■ **Exercise task**
Rewrite the data from the line with "of the grass" up to and including the line with "of the evergreen", changing "hand the function" to "pass the function" and keeping everything else the same. Return only those lines.

■ **Given records**
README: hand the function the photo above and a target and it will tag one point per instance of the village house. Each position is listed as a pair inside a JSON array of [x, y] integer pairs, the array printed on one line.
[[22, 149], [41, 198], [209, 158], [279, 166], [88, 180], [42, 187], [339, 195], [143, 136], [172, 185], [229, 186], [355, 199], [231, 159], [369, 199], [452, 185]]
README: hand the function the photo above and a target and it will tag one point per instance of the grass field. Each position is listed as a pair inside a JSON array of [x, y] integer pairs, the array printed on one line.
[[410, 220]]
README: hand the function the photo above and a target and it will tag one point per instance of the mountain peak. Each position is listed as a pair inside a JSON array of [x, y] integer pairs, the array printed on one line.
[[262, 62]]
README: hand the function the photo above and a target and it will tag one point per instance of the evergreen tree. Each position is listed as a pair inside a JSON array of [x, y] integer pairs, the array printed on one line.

--

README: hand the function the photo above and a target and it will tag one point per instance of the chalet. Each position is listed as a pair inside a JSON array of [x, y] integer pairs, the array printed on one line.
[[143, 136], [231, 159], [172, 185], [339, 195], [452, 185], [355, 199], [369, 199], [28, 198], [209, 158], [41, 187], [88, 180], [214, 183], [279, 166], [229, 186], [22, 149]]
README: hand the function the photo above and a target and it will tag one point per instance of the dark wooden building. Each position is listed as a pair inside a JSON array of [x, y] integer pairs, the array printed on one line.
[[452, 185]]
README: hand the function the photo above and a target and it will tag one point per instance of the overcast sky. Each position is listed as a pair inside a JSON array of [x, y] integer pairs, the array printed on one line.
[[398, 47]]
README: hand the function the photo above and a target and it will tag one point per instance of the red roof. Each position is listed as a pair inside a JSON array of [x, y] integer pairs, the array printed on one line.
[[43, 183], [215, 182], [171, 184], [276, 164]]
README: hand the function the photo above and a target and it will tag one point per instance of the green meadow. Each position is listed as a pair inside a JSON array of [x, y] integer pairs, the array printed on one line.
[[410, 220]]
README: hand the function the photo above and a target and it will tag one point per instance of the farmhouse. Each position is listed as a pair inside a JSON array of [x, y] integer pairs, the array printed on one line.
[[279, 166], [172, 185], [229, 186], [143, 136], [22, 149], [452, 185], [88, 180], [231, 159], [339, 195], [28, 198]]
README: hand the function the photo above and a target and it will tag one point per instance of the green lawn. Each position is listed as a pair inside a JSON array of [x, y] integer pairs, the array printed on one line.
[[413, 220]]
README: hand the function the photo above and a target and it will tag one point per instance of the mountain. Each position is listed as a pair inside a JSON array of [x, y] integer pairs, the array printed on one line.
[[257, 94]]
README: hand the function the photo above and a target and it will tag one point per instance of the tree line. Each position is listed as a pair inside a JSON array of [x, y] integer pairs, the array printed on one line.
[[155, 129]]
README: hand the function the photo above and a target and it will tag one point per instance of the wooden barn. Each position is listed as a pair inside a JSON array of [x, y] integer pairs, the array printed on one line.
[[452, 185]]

--

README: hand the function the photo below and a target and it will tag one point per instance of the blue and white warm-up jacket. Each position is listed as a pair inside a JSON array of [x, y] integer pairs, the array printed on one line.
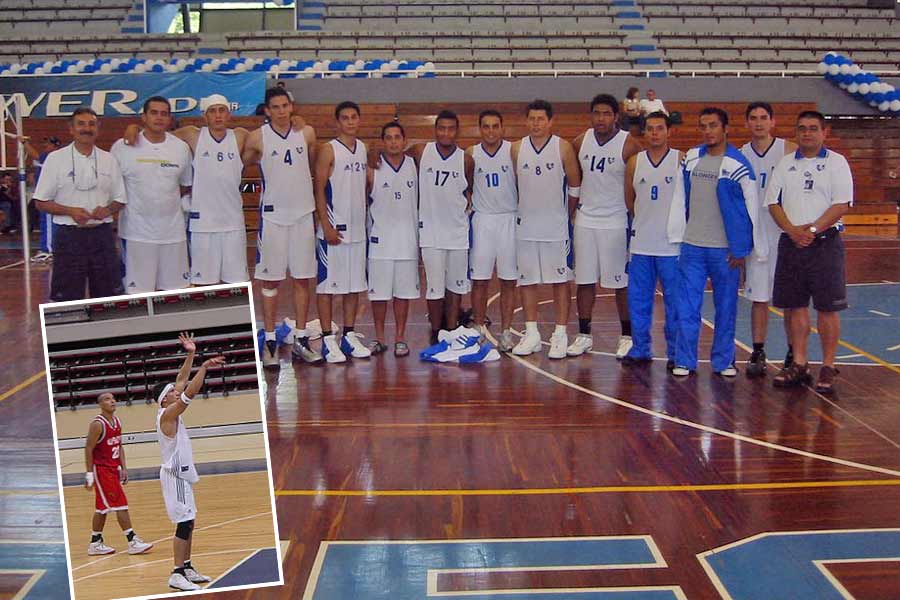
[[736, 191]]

■ **Reply**
README: pass the function the photo above and a target and it will tag one point per instance of the grass field. Each position is listed as a pair inside a JSON array of [x, y] integer pairs, the array printed on one line.
[[410, 220]]
README: pass the function the photo above and a target and it will tag one point per instance of the mountain peak. Each position is listed as a pair inside a JSON array of [x, y] integer pairs, the array printed on one line.
[[262, 62]]
README: pass the function the photo above and a target and it will tag one point per instance of the evergreen tree. Each position is listed as a pair inside a JSON array of [x, y] integer pairs, the array printed on one line.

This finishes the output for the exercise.